## 設定課題
サッカー監督の役割についての抜粋では、監督としての仕事の大部分はどこにあるとされていますか。

サッカーは試合中の監督の役割、できることの割合が非常に少ないスポーツです。始まってしまえば、ハーフタイムの指示、選手交代以外に仕事はないと言ってもいいでしょう。監督として仕事の大部分は試合前の準備にあると思います。
1)チームの骨格をなす戦略(strategy)の立案、指示。
2)試合に応じた戦術(tactics)の立案、指示。
3)選手のモチベーション、コンディションの確認、維持、底上げ
などでしょうか。


その視点でクルピ監督の仕事を見た場合、今、心配なのは上に書いた 1)、2)となります。
戦略(strategy)としては新しくチームを作る上で、王道の方法をとっているように見えます。「サッカーは守備から」ということです。これは小林元監督も同じ方法を取っていたと思います。しかし取材された記事を読んでいる限り、守備の約束事という点において、ボランチを含めたディフェンスの選手たちのとまどいも伺え、少し心配になります。

## 保存データ
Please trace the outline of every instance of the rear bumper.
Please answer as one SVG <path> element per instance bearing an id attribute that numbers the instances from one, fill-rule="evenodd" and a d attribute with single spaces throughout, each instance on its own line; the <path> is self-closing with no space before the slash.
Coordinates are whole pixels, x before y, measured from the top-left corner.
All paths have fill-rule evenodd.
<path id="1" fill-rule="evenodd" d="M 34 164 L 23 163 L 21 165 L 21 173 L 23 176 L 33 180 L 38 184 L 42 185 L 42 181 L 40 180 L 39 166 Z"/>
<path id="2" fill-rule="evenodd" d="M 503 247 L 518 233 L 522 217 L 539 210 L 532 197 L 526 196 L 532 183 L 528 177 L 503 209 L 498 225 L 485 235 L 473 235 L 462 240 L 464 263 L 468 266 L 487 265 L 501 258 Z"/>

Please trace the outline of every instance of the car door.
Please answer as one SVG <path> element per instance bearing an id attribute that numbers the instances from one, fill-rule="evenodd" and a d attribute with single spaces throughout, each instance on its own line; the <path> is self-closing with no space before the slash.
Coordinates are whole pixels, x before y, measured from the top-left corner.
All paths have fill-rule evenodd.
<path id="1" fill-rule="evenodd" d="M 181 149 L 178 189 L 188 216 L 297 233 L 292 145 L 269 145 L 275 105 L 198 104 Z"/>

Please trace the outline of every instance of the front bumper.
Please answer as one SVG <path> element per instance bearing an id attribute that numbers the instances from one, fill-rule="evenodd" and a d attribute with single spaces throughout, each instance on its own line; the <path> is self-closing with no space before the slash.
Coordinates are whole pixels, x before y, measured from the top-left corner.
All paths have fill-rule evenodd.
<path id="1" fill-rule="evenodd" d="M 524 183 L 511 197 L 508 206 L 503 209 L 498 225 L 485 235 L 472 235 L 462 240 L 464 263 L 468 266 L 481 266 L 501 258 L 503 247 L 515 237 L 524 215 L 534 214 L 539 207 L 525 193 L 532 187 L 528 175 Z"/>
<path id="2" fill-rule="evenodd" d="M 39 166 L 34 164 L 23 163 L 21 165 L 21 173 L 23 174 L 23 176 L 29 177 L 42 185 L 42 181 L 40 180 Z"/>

## 課題への回答
試合前の準備にあるとされています。